— Data for the task —
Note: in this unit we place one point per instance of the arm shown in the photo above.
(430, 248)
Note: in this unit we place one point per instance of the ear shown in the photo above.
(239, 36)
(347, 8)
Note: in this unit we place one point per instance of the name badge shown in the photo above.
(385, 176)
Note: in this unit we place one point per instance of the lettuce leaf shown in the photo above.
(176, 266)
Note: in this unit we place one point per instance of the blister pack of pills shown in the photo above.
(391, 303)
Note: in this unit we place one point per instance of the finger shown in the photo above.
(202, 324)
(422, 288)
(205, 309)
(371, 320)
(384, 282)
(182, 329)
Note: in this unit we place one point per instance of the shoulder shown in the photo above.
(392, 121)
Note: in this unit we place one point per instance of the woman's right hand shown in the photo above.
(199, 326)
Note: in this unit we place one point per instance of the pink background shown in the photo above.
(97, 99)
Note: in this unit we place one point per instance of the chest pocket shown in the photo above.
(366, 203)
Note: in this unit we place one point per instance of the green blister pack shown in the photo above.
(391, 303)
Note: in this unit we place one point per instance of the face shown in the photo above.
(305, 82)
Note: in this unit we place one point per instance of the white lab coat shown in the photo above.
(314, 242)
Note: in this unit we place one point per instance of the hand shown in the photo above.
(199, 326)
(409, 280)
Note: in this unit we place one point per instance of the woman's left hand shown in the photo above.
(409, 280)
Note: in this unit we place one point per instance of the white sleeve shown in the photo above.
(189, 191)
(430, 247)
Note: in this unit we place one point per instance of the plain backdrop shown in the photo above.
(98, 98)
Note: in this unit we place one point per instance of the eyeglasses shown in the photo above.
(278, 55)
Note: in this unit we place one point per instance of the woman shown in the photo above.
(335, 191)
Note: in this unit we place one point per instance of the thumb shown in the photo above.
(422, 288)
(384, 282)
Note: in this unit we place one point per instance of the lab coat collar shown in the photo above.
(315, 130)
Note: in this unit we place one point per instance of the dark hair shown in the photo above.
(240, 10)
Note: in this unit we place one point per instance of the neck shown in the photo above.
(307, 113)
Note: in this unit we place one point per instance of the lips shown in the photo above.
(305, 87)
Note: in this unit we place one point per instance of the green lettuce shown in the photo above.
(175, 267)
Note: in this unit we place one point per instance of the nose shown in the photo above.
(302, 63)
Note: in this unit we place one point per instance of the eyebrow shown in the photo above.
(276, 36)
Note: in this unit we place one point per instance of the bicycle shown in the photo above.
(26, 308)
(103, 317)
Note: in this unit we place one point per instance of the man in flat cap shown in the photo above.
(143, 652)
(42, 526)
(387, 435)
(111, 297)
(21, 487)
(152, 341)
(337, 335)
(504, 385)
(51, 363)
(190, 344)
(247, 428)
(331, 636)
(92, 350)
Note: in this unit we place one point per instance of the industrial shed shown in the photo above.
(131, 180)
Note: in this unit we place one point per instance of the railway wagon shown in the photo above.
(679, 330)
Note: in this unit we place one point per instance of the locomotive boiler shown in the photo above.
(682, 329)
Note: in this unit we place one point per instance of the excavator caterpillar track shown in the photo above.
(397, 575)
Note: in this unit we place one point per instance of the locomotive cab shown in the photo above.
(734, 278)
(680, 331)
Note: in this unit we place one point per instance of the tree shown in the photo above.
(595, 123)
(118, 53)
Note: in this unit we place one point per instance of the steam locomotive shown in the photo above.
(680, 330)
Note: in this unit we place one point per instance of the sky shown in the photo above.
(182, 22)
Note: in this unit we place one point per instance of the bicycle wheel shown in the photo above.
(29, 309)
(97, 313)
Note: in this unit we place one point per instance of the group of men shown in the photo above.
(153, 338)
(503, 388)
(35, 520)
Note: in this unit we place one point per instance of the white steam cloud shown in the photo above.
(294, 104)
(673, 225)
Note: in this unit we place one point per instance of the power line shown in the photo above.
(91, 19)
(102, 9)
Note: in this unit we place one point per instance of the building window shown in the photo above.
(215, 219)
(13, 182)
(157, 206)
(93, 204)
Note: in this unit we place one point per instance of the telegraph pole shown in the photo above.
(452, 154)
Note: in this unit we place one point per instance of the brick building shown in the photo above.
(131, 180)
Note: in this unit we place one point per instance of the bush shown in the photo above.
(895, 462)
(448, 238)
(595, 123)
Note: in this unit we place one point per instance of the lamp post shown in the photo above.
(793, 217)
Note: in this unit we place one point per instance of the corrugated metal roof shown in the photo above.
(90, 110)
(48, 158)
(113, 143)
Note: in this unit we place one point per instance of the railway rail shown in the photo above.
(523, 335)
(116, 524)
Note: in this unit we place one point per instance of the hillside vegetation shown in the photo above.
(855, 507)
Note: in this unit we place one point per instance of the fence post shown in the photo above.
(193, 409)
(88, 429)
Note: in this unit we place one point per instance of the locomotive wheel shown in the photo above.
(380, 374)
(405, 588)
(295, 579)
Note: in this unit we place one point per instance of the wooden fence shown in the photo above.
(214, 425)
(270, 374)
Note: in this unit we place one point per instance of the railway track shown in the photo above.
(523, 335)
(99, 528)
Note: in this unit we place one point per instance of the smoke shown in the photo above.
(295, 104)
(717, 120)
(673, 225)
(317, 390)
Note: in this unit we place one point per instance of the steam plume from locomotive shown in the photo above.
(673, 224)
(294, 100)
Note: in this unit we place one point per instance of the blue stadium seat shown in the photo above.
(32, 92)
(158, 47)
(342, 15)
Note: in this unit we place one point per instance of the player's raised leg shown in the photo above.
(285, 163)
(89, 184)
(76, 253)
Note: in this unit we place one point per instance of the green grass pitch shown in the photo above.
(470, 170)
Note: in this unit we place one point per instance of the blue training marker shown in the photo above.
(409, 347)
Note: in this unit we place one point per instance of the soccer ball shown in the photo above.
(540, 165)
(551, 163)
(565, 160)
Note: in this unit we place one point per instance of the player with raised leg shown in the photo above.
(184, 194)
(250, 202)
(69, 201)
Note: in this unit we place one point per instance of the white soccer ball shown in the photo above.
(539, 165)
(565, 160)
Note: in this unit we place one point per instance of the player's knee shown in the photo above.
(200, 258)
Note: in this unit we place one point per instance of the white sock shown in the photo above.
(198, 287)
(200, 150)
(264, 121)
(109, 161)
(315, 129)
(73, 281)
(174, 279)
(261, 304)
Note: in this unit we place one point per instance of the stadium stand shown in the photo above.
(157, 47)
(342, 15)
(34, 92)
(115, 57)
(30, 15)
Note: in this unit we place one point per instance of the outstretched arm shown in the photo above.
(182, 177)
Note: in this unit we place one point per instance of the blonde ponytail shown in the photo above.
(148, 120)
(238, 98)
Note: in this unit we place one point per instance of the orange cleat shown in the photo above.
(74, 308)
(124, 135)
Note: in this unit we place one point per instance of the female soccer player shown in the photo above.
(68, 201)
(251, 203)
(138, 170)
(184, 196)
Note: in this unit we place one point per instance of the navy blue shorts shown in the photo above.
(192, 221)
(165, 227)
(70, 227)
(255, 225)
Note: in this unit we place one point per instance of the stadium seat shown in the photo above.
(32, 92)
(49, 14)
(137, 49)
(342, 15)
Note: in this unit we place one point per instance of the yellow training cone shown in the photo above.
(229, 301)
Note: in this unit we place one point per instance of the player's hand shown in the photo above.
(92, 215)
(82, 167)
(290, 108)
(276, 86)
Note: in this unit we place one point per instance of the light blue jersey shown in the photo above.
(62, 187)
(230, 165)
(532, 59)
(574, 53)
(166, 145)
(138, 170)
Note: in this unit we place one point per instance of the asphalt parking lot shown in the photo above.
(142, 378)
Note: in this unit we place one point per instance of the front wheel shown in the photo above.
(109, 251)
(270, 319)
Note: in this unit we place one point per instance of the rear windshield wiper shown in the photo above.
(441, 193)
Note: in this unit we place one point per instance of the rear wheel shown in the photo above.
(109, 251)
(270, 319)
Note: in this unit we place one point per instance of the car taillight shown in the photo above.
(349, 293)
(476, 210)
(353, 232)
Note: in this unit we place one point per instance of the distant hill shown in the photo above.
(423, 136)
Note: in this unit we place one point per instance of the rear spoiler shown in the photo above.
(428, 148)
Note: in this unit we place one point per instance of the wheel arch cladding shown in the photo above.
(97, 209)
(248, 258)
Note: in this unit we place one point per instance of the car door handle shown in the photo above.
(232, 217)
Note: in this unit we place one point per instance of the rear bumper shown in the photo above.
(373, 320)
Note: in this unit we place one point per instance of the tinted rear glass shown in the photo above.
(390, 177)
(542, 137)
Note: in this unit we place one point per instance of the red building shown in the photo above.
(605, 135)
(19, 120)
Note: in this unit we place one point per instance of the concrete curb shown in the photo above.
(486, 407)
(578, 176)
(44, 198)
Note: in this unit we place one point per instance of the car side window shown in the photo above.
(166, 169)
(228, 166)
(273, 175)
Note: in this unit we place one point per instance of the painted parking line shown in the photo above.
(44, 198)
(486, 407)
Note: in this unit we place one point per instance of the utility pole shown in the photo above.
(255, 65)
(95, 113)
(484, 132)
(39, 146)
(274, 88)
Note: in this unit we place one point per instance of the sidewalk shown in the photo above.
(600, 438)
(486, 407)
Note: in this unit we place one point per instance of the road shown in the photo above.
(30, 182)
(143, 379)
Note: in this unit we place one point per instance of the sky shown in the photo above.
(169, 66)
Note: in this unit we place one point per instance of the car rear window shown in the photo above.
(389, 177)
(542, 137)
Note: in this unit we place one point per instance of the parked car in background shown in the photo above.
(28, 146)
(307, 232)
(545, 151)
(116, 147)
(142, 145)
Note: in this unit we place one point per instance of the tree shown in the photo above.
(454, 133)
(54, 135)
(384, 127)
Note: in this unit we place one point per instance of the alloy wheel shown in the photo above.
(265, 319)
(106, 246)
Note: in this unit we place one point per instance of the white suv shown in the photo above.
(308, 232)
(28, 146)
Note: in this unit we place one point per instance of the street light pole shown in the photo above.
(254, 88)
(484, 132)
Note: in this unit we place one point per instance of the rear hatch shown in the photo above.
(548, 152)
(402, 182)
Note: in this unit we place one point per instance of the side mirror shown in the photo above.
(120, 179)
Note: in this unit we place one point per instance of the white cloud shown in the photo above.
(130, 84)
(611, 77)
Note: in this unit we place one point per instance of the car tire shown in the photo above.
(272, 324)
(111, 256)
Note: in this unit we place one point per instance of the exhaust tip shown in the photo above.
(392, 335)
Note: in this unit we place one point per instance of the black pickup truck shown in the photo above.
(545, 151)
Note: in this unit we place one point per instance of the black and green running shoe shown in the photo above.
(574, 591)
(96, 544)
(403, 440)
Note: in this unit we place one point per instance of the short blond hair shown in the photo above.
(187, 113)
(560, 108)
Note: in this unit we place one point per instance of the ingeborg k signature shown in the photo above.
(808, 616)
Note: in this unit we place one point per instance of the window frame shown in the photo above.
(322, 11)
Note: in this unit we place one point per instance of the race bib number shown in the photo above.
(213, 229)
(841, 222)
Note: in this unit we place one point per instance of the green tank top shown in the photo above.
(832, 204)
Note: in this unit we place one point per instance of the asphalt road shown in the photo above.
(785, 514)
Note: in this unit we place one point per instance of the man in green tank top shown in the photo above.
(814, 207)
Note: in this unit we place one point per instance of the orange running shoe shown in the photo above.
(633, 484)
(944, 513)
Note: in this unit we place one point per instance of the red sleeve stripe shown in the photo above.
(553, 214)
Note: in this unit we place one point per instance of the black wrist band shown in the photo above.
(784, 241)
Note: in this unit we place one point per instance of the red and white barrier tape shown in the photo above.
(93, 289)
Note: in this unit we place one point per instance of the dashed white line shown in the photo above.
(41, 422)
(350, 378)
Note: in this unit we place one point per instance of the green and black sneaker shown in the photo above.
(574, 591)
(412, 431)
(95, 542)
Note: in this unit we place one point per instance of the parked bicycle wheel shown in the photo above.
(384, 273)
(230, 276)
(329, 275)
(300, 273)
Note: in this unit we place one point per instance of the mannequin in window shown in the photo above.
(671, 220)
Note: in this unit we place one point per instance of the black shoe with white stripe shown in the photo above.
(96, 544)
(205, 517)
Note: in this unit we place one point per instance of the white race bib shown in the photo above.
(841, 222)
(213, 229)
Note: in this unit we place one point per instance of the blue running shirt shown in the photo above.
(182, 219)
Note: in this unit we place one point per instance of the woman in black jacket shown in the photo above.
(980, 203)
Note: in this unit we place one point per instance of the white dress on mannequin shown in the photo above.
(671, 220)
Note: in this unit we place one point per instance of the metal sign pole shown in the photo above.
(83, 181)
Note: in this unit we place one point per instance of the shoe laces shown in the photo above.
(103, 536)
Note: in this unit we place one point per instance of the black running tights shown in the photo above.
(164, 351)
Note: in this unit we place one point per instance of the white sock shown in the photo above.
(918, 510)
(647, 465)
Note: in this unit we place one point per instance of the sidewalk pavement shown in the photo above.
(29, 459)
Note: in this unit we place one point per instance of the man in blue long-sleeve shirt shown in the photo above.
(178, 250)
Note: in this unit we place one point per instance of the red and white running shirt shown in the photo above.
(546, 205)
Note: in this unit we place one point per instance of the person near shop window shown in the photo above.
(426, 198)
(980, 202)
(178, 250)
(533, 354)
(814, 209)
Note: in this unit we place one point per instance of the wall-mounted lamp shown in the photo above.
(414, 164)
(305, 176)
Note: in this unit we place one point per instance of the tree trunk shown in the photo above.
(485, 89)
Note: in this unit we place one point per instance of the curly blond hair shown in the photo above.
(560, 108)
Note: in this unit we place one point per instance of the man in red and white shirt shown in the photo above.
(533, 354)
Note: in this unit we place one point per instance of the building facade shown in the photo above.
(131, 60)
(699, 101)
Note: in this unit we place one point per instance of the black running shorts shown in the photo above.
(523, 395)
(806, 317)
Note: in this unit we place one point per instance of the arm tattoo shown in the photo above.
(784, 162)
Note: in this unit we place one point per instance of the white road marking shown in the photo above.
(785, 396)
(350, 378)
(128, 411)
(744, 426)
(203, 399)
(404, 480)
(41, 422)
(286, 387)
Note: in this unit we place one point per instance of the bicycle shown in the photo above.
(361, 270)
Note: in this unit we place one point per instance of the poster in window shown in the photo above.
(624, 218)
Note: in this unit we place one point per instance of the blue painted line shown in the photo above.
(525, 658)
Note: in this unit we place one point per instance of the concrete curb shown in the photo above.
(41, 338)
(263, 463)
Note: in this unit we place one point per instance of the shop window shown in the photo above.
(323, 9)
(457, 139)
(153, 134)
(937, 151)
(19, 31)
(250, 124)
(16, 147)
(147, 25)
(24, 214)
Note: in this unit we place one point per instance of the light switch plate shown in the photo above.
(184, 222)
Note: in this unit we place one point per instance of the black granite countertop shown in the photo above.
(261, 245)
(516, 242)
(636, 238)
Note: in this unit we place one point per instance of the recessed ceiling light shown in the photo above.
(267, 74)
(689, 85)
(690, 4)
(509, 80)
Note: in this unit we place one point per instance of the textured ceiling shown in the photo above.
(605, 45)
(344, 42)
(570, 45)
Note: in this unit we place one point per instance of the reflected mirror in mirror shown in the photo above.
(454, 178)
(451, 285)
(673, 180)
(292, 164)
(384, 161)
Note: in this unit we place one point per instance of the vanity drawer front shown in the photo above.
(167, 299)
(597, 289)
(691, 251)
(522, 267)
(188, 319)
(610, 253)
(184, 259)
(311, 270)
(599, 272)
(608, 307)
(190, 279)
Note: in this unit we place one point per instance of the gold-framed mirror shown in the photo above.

— Challenge —
Only the lines from the one that contains "marking shown in the photo above." to the end of the data should be output, exactly as they appear.

— Completed exercise —
Note: in this unit we place one point per instance of the white road marking shown in the photo above.
(785, 396)
(350, 378)
(128, 411)
(744, 426)
(203, 399)
(404, 480)
(41, 422)
(286, 387)
Note: in this unit we place one point per instance of the bicycle shown in the photo above.
(361, 270)
Note: in this unit we place one point per instance of the poster in window shown in the photo above.
(624, 218)
Note: in this unit we place one point per instance of the blue painted line shown in the photo above.
(525, 658)
Note: in this unit we place one point per instance of the concrete curb shown in the photo above.
(41, 338)
(263, 463)
Note: in this unit we place one point per instance of the shop window shown in the photo above.
(323, 9)
(457, 139)
(153, 134)
(937, 151)
(19, 31)
(250, 124)
(16, 147)
(147, 25)
(24, 214)
Note: in this unit we place one point per instance of the light switch plate shown in the photo above.
(184, 222)
Note: in this unit we place one point per instance of the black granite countertop shown in the photo above.
(261, 245)
(516, 242)
(636, 238)
Note: in this unit we place one point per instance of the recessed ceiling light shown in the photo above.
(267, 74)
(689, 85)
(690, 4)
(509, 80)
Note: in this unit we place one point per instance of the textured ceiling shown in the photo above.
(605, 45)
(344, 42)
(570, 45)
Note: in this unit we place one point per instance of the reflected mirror in mirror shown in the photo above.
(454, 178)
(451, 285)
(673, 180)
(292, 164)
(384, 161)
Note: in this unit we place one point per instance of the vanity drawer front shown in the photo above.
(167, 299)
(597, 289)
(691, 251)
(522, 267)
(188, 319)
(610, 253)
(184, 259)
(311, 270)
(599, 272)
(608, 307)
(190, 279)
Note: in this unit we place one point per instance of the gold-framed mirror shown in the photo above.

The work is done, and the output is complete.